## Instruction
Rewrite the items below, replacing each "Provide" with "Give" and leaving everything else unchanged.

## Items contained in a dataset
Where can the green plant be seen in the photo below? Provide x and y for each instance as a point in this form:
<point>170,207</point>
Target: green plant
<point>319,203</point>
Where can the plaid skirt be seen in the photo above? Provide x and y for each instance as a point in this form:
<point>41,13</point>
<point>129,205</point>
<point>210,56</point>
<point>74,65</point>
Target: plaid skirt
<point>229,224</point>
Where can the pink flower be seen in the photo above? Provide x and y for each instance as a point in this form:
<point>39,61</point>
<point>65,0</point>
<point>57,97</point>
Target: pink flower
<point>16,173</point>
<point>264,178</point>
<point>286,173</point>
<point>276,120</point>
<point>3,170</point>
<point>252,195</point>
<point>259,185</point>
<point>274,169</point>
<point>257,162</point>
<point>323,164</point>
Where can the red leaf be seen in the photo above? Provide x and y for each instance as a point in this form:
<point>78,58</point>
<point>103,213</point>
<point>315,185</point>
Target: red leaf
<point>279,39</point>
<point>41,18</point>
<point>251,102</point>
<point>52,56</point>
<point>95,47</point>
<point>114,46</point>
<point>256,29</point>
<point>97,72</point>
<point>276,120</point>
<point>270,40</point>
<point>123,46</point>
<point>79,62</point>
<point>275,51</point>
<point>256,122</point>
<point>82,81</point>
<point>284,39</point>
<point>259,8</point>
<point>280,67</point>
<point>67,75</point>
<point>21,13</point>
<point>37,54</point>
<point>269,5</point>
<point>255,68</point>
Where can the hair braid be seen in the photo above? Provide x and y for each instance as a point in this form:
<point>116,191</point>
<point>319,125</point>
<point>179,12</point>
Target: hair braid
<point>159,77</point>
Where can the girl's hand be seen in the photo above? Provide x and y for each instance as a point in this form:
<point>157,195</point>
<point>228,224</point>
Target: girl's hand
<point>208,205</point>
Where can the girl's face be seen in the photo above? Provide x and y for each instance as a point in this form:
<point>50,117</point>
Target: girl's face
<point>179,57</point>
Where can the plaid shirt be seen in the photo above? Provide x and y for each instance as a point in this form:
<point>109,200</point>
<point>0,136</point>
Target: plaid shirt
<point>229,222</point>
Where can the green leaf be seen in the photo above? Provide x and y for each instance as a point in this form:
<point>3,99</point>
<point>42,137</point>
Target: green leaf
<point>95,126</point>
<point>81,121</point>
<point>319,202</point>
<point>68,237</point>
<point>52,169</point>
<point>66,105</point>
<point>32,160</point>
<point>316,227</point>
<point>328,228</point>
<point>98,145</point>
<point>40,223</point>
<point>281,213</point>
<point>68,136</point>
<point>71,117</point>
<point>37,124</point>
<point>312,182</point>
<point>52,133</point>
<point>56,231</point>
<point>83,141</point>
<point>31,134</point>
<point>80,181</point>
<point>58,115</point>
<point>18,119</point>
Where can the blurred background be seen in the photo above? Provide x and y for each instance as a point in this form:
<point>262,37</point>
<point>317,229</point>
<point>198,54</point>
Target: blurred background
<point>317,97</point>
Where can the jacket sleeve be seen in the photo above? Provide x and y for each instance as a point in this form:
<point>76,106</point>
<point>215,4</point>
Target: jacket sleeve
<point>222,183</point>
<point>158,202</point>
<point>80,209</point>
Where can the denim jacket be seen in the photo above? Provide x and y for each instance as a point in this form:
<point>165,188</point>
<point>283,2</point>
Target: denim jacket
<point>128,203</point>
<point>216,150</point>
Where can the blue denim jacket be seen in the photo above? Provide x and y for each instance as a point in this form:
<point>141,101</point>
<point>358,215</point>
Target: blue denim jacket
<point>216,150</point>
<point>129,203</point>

## Correct result
Where can the green plant be seen in the photo below? Give x and y for each instance as a point in this form:
<point>170,207</point>
Target: green plant
<point>319,203</point>
Where can the plaid skirt be seen in the photo above? Give x and y for each instance as a point in this form:
<point>41,13</point>
<point>129,205</point>
<point>210,56</point>
<point>74,65</point>
Target: plaid skirt
<point>229,224</point>
Where can the pink flower be seen in the photo above? Give x and y for each instance as a point in this form:
<point>39,61</point>
<point>65,0</point>
<point>57,97</point>
Target: pink flower
<point>16,173</point>
<point>264,178</point>
<point>286,173</point>
<point>276,120</point>
<point>3,170</point>
<point>252,195</point>
<point>259,185</point>
<point>274,169</point>
<point>257,162</point>
<point>323,164</point>
Where can the red leaf be seen in the photo above? Give x and y for each instance as a point in this form:
<point>78,58</point>
<point>103,213</point>
<point>315,185</point>
Target: red leaf
<point>279,39</point>
<point>41,18</point>
<point>251,102</point>
<point>52,56</point>
<point>95,47</point>
<point>114,46</point>
<point>256,29</point>
<point>97,72</point>
<point>276,120</point>
<point>270,40</point>
<point>123,46</point>
<point>79,62</point>
<point>275,51</point>
<point>256,122</point>
<point>82,81</point>
<point>284,39</point>
<point>259,8</point>
<point>280,67</point>
<point>67,75</point>
<point>21,13</point>
<point>37,54</point>
<point>269,5</point>
<point>255,68</point>
Where can the hair braid be seen in the photo above? Give x and y for each instance as a point in this form:
<point>116,191</point>
<point>319,125</point>
<point>179,12</point>
Target: hair braid
<point>159,77</point>
Where can the girl's hand be seen in the photo above? Give x and y for each instance as a point in this form:
<point>157,195</point>
<point>228,224</point>
Target: girl's hand
<point>208,205</point>
Where can the girl's face be seen in the photo above? Give x and y for each instance as a point in this form:
<point>50,117</point>
Target: girl's face
<point>179,57</point>
Where can the plaid shirt be seen in the photo above? Give x and y for each instance as a point in this form:
<point>109,200</point>
<point>0,136</point>
Target: plaid shirt
<point>229,222</point>
Where can the green leaf be seen in the photo above? Give x and y for each instance as a point in this form:
<point>3,99</point>
<point>42,137</point>
Target: green leaf
<point>95,126</point>
<point>81,121</point>
<point>319,202</point>
<point>68,237</point>
<point>52,169</point>
<point>66,105</point>
<point>32,160</point>
<point>316,227</point>
<point>328,228</point>
<point>98,145</point>
<point>40,223</point>
<point>281,213</point>
<point>68,136</point>
<point>71,117</point>
<point>37,124</point>
<point>312,182</point>
<point>52,133</point>
<point>56,231</point>
<point>83,141</point>
<point>31,134</point>
<point>80,181</point>
<point>58,115</point>
<point>18,119</point>
Where can the blurred background be seen in the photo above? Give x and y for each instance as a point in this form:
<point>262,37</point>
<point>317,229</point>
<point>198,54</point>
Target: blurred background
<point>317,97</point>
Where can the jacket sleeve be seen in the photo above? Give x and y for each instance as a point in this form:
<point>76,106</point>
<point>215,4</point>
Target: jacket sleeve
<point>222,183</point>
<point>158,202</point>
<point>80,209</point>
Where can the denim jacket be seen in the photo above? Give x and y for each instance as a point in this form:
<point>165,188</point>
<point>283,2</point>
Target: denim jacket
<point>128,203</point>
<point>216,150</point>
Where can the blue denim jacket be seen in the photo above? Give x and y for each instance as a point in this form:
<point>141,101</point>
<point>358,215</point>
Target: blue denim jacket
<point>216,150</point>
<point>129,203</point>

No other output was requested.